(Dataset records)
■ ■ ■ ■ ■ ■ ■
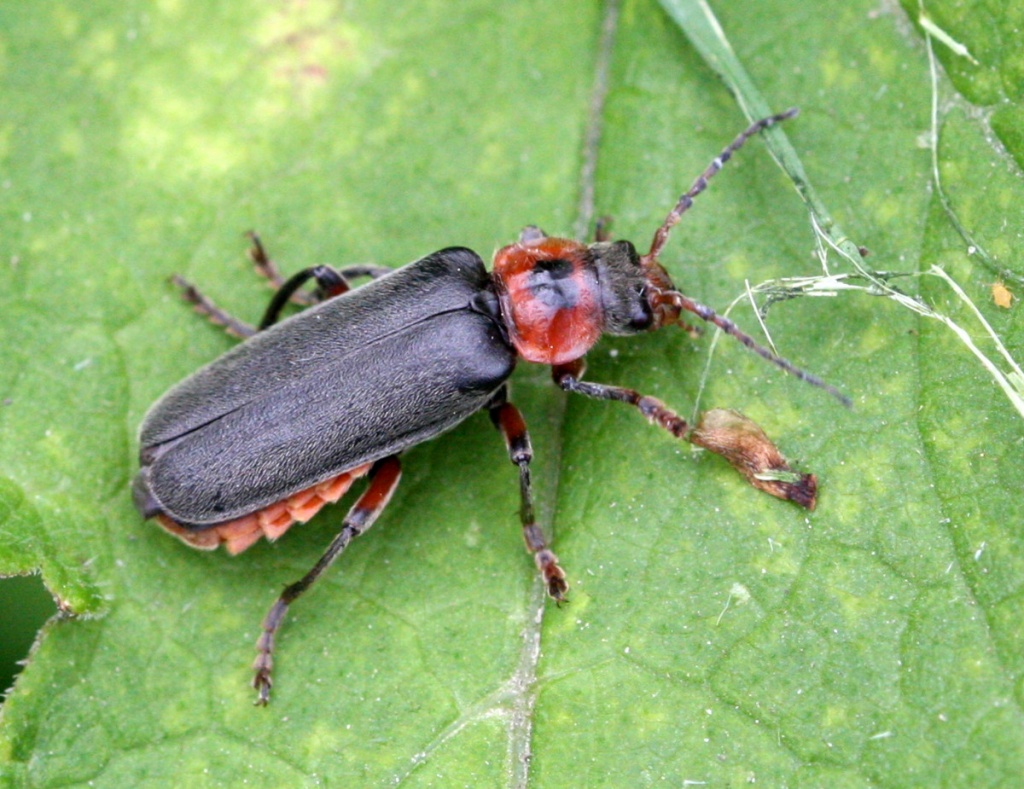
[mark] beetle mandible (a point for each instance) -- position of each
(283, 424)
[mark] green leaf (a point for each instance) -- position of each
(714, 634)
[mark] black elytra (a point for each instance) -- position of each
(283, 424)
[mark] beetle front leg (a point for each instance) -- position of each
(509, 421)
(383, 480)
(729, 434)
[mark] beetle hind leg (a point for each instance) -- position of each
(216, 315)
(509, 421)
(383, 480)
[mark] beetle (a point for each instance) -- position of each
(283, 424)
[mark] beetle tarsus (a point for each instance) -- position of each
(509, 421)
(216, 315)
(383, 480)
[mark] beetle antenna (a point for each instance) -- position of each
(662, 235)
(673, 302)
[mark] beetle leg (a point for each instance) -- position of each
(330, 282)
(267, 268)
(509, 421)
(567, 377)
(383, 480)
(215, 314)
(734, 437)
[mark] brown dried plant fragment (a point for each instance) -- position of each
(744, 444)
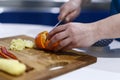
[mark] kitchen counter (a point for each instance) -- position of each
(108, 58)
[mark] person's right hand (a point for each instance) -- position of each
(70, 10)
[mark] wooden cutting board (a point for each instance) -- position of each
(42, 65)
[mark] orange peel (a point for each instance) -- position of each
(42, 42)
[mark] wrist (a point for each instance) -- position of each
(96, 32)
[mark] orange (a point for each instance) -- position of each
(41, 39)
(42, 42)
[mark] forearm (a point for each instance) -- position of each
(109, 27)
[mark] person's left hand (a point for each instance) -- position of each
(73, 35)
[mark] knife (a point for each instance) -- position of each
(57, 24)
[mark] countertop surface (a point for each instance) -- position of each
(107, 66)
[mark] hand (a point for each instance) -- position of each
(70, 10)
(73, 35)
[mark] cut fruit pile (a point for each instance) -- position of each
(42, 42)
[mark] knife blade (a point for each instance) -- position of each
(57, 24)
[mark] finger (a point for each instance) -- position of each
(58, 37)
(72, 16)
(55, 31)
(63, 43)
(68, 47)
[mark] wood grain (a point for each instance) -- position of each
(40, 63)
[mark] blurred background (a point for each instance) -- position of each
(45, 12)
■ ■ ■ ■ ■ ■ ■
What needs to be done
All that is wanted is the set of lines from the one with "[mark] countertop surface" through the last line of the entries, both included, output exactly.

Output
[mark] countertop surface (a point for each instance) -- position of each
(107, 66)
[mark] hand (a point for each instance) -- position of each
(70, 10)
(73, 35)
[mark] cut fruit pile (a point for each instance) -- position of each
(42, 42)
[mark] knife blade (a point for each instance) -- position of each
(57, 24)
[mark] finger (a point for each instance) -- position of each
(58, 37)
(72, 16)
(55, 31)
(63, 43)
(68, 47)
[mark] wood grain (a point for each instance) -- position of each
(40, 63)
[mark] blurred background (a point for each instance) -- position of each
(45, 12)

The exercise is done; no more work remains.